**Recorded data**
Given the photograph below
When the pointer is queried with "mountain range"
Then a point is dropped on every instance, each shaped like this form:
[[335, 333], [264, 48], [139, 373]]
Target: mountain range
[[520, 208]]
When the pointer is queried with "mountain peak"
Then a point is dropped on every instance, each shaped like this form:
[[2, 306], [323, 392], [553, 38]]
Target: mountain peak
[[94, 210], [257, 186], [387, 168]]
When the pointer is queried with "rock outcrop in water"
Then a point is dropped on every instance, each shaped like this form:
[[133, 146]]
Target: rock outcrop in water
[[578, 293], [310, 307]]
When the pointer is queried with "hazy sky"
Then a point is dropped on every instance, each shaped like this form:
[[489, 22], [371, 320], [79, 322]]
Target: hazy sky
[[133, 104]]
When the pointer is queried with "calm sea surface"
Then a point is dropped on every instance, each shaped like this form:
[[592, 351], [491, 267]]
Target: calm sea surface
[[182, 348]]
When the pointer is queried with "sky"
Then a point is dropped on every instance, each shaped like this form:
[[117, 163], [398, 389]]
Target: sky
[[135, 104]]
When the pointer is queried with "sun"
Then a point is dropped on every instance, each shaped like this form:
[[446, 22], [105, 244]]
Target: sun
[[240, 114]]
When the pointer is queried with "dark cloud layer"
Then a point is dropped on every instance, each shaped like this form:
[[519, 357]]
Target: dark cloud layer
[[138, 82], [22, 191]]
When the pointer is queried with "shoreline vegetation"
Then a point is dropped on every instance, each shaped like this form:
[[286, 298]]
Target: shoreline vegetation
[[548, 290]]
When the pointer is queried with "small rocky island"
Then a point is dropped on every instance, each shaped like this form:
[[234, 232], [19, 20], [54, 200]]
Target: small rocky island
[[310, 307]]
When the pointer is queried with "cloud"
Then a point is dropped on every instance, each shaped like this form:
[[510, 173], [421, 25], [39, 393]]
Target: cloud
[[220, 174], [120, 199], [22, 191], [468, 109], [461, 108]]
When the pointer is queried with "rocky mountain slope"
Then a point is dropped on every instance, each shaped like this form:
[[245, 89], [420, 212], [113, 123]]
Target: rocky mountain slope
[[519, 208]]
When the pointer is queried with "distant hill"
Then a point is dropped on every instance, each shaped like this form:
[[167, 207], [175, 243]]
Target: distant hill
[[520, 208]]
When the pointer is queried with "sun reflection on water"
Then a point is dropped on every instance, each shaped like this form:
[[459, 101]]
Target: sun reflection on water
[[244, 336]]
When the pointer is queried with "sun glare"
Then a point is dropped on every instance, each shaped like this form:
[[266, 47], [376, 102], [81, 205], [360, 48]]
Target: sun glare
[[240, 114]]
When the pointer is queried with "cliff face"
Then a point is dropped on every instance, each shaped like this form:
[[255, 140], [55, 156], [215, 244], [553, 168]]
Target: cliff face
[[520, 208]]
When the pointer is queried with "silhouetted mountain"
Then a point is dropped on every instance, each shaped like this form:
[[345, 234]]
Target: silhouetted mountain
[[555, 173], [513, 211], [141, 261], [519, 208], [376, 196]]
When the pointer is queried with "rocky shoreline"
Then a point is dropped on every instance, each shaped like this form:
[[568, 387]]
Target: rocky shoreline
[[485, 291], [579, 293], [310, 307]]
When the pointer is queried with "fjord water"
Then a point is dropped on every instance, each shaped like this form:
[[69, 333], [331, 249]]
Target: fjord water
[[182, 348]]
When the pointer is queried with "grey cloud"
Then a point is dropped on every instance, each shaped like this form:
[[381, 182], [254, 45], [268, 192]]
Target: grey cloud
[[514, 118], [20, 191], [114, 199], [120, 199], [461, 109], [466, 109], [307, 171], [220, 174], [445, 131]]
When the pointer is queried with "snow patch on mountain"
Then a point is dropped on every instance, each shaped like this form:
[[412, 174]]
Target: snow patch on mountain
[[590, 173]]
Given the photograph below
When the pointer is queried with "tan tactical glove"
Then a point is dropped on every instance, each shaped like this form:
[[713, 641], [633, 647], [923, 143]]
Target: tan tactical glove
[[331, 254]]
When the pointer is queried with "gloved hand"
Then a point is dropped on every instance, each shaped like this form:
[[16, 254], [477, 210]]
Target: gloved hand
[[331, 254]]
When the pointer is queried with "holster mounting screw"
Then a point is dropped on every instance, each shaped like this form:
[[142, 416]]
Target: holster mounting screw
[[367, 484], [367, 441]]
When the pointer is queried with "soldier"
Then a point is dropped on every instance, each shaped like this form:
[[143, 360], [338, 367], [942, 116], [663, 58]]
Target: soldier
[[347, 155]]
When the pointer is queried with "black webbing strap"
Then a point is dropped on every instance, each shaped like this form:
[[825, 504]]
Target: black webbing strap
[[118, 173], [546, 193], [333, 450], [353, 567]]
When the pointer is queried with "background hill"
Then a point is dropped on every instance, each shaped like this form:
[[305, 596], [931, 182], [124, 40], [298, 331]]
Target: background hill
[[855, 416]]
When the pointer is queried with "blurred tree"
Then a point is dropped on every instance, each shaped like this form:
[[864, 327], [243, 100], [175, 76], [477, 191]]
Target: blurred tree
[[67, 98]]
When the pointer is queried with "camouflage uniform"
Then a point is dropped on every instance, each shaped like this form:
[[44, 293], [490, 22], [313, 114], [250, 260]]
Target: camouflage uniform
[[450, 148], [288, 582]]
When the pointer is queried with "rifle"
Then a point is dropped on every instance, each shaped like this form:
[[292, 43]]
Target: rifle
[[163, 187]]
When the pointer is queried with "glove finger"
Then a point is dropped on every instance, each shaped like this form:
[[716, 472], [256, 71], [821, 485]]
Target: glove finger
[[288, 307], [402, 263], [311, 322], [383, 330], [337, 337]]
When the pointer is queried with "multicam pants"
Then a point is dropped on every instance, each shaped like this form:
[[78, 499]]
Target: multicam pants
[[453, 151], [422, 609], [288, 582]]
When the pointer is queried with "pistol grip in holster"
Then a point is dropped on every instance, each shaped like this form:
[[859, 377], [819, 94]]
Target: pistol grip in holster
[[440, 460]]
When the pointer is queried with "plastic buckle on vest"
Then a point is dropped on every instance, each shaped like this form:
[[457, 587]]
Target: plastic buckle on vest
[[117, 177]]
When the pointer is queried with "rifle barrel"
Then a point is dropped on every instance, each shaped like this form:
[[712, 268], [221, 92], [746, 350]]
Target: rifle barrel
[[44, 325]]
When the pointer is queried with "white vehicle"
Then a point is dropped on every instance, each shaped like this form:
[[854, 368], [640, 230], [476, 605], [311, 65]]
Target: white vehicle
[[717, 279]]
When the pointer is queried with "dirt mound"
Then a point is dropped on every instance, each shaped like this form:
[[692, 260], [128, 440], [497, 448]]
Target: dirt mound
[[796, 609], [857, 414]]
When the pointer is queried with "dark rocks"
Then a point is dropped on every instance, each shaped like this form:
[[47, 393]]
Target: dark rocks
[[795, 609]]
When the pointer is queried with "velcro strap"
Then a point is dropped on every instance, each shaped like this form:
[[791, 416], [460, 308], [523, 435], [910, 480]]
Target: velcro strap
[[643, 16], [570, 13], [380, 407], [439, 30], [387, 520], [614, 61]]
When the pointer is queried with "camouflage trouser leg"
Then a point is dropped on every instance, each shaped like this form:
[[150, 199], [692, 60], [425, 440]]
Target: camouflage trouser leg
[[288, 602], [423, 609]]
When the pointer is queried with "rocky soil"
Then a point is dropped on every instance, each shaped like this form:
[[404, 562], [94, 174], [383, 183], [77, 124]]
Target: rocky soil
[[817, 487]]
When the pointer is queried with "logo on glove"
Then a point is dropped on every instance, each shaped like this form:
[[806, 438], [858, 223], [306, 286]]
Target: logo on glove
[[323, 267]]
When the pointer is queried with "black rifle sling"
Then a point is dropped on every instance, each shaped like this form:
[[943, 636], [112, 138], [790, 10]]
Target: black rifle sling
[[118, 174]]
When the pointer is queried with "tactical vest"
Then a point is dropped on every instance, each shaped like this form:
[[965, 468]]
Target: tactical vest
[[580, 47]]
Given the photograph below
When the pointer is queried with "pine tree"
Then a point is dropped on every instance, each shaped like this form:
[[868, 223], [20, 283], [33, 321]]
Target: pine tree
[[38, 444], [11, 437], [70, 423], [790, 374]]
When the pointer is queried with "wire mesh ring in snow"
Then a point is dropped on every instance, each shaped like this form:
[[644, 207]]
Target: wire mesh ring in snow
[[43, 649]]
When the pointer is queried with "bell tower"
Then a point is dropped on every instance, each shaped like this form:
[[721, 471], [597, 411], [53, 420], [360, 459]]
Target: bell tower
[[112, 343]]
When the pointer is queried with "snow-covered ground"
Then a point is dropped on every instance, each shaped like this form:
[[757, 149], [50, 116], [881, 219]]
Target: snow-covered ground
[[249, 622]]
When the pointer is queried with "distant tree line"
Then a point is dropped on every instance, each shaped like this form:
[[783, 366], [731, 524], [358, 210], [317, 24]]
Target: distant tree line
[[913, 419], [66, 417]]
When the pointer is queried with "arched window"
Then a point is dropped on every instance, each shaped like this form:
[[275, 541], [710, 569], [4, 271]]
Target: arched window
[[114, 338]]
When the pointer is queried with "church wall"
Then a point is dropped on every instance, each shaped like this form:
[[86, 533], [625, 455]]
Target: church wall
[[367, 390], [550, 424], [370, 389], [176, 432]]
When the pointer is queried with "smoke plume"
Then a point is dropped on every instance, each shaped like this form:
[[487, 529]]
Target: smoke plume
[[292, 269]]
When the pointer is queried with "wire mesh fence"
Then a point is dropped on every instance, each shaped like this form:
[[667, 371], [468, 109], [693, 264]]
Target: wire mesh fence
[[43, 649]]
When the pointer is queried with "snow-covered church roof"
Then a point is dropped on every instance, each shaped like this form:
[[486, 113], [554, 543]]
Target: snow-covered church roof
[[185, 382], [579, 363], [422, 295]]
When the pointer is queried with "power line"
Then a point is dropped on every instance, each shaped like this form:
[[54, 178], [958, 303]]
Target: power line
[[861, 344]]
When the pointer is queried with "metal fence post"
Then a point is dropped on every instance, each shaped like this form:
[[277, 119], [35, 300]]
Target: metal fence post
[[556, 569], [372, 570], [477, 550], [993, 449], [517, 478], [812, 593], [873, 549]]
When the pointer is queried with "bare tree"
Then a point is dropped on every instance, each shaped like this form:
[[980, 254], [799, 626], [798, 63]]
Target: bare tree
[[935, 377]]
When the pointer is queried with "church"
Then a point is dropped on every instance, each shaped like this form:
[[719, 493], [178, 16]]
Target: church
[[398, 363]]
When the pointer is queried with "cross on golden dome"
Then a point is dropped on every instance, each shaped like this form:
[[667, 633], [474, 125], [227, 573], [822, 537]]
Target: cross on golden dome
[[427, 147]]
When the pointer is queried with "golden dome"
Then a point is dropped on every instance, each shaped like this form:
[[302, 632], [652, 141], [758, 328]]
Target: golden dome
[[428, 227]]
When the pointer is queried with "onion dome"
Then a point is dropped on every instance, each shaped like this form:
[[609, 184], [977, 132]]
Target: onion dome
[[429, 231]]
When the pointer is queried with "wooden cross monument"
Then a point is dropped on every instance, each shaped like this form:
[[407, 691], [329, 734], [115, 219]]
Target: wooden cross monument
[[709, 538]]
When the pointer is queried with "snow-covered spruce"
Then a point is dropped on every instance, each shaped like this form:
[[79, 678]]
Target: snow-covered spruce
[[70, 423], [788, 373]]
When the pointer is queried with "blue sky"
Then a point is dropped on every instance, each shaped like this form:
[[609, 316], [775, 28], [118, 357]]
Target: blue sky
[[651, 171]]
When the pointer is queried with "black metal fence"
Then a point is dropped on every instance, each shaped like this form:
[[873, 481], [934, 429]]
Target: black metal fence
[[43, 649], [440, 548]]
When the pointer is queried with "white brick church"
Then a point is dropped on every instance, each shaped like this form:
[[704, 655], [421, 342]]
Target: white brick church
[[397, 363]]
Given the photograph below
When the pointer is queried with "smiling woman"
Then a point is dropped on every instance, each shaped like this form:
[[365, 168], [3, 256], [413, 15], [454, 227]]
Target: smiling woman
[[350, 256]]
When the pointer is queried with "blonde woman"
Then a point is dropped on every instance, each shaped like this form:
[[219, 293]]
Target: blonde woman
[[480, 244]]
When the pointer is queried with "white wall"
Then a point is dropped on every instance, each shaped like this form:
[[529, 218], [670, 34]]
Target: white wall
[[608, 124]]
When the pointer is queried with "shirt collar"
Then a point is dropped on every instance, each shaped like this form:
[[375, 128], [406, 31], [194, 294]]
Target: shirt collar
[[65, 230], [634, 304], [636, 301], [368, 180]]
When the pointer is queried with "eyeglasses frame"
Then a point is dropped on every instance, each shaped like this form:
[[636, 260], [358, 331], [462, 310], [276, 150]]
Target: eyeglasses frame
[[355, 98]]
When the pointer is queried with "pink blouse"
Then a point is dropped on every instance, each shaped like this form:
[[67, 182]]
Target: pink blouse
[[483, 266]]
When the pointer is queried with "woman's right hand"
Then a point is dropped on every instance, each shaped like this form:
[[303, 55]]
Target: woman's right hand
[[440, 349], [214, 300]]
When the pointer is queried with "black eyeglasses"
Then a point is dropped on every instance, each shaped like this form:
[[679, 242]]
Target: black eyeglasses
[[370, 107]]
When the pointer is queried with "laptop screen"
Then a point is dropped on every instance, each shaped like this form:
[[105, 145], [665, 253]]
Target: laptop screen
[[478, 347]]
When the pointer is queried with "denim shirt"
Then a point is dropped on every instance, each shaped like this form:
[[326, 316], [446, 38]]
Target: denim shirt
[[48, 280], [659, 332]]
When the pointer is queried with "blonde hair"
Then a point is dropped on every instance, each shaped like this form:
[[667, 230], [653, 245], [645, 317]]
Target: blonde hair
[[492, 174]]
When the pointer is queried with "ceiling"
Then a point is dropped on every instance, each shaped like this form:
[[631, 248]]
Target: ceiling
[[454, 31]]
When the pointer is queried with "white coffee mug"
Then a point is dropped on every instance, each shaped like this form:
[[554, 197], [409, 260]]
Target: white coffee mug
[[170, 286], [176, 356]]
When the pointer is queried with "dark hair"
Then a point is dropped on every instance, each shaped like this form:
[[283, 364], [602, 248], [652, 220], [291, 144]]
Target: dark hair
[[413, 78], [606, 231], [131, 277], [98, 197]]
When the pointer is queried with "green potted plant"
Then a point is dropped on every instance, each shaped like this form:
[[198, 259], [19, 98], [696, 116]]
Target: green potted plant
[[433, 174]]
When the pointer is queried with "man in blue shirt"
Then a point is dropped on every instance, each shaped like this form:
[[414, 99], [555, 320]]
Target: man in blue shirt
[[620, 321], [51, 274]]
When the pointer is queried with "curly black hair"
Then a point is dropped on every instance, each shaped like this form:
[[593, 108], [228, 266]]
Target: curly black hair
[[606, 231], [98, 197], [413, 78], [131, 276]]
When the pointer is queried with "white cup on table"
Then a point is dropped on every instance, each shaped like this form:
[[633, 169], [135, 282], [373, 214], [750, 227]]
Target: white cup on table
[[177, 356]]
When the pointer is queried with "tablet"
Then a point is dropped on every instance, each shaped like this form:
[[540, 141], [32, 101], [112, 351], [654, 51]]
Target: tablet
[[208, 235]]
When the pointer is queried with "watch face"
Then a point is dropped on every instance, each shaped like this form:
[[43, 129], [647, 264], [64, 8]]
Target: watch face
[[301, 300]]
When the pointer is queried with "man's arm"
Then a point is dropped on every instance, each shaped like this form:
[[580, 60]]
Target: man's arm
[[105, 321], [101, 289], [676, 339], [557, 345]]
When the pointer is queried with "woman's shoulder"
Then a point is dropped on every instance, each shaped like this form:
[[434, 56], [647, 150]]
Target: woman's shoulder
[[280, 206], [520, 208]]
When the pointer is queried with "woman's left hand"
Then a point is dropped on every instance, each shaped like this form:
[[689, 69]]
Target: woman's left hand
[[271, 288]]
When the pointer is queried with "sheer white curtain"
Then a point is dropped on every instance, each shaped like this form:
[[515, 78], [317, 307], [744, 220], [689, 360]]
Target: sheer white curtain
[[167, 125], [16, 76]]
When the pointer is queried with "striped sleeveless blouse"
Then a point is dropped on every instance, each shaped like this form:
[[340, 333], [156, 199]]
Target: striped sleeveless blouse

**What this task involves**
All that is wanted is the set of lines from the one with "Target: woman's left hand" through the last line of the entries, both included, output exactly.

**Problem solution**
Target: woman's left hand
[[271, 288]]
When the pointer is queried with "sheer white curtain"
Then a point is dropped on every instance, each shaped like this form:
[[515, 78], [317, 307], [744, 220], [689, 360]]
Target: sheer white curtain
[[167, 125], [16, 76]]
When the pointer is queried with "striped sleeveless blouse"
Then a point is dropped on every instance, each shaped like this form:
[[340, 333], [156, 199]]
Target: striped sleeveless blouse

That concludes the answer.